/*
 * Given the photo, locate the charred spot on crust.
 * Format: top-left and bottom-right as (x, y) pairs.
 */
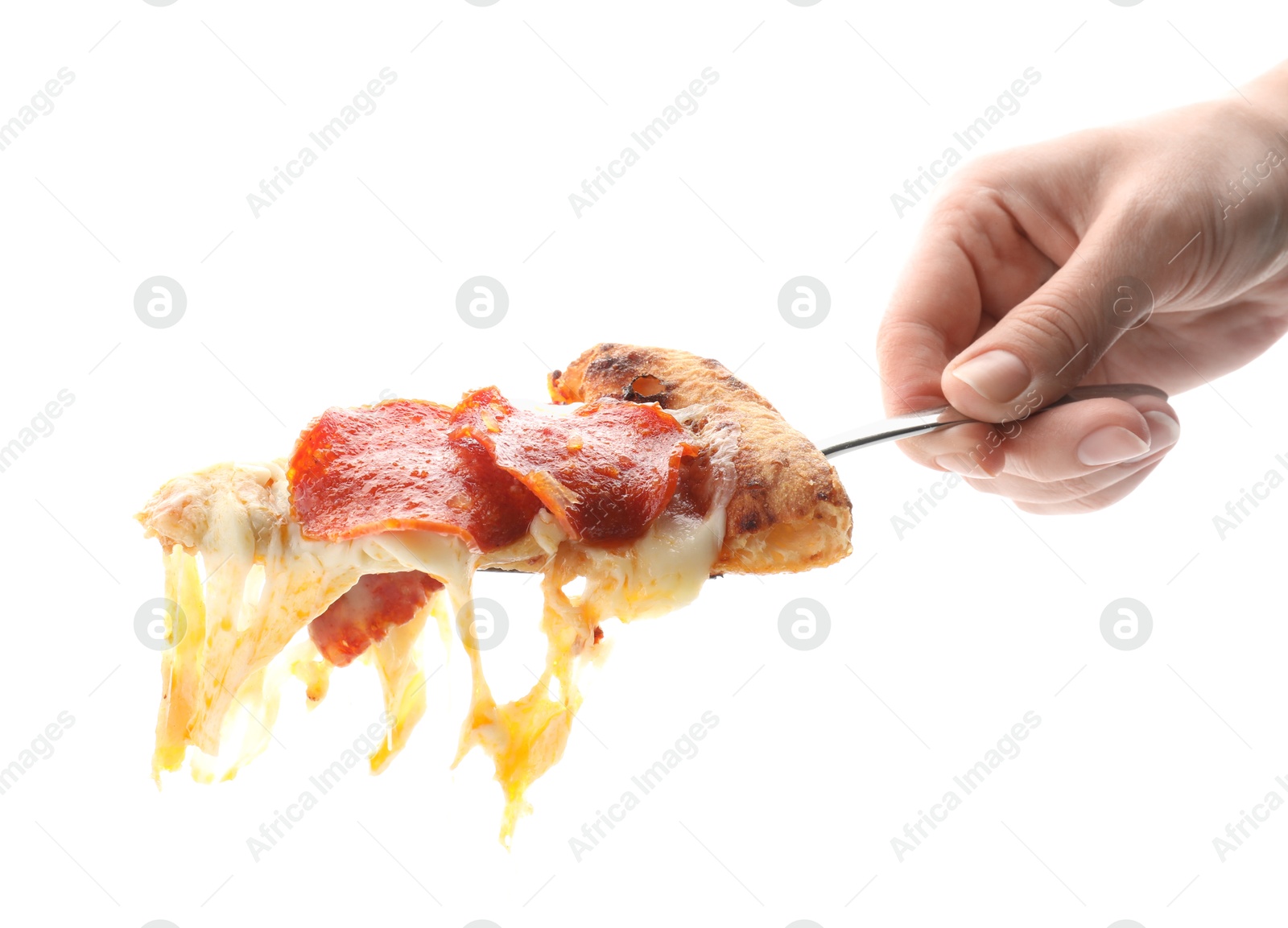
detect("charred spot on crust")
(622, 373), (666, 406)
(584, 345), (644, 384)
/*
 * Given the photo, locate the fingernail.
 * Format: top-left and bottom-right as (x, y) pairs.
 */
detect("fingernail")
(935, 455), (997, 480)
(953, 350), (1033, 403)
(1078, 425), (1149, 467)
(1145, 412), (1181, 453)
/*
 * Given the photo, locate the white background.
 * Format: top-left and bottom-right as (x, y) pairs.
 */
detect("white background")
(0, 0), (1288, 928)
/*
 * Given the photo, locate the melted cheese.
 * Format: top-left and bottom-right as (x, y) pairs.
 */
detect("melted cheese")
(140, 410), (736, 844)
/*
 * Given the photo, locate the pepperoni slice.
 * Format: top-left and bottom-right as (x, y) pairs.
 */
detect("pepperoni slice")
(309, 570), (443, 666)
(452, 387), (698, 543)
(287, 399), (541, 552)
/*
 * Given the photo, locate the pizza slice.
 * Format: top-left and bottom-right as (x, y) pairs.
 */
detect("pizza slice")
(138, 345), (850, 843)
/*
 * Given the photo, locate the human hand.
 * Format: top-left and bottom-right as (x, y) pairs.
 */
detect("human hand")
(877, 66), (1288, 512)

## TASK DESCRIPTION
Could you update the listing above so that every "locate" becomes "find", with everything else left as it is? Leave the pictures out of your answer.

## EXERCISE OUTPUT
/*
 * Given the photo, find the charred spot on crust.
 * Format: top-left and bottom-right as (x, y) pairs.
 */
detect("charred spot on crust")
(622, 373), (666, 406)
(584, 345), (644, 384)
/*
 * Given the photo, find the fingernail.
 * Format: top-left and bottom-right as (x, y) pairs.
 */
detect("fingernail")
(935, 455), (997, 480)
(953, 350), (1033, 403)
(1078, 425), (1149, 467)
(1145, 412), (1181, 453)
/*
 * Given the photo, find the white background.
 * Format: top-left and bottom-right as (x, y) pairs.
 */
detect("white background")
(0, 0), (1288, 928)
/*
 * Given the photo, find the melted cheese.
 * Format: top-left and bottom-right as (x, y) pairs.
 */
detect("melted cheese")
(140, 410), (736, 844)
/*
 * Given the photo, find the pepperoni slice.
 * Format: top-left and bottom-right as (x, y) pairs.
 */
detect("pepperoni slice")
(309, 570), (443, 666)
(452, 387), (698, 543)
(287, 399), (541, 552)
/*
 * Given the photo, find the pizza slice.
 * Format: top-left and bottom-right as (x, y) pairs.
 */
detect("pizza slice")
(138, 345), (850, 843)
/*
 * Given the photo, find the human hand.
 * Format: top-left and bottom-right as (x, y) pairs.
 */
detect("human hand")
(877, 66), (1288, 512)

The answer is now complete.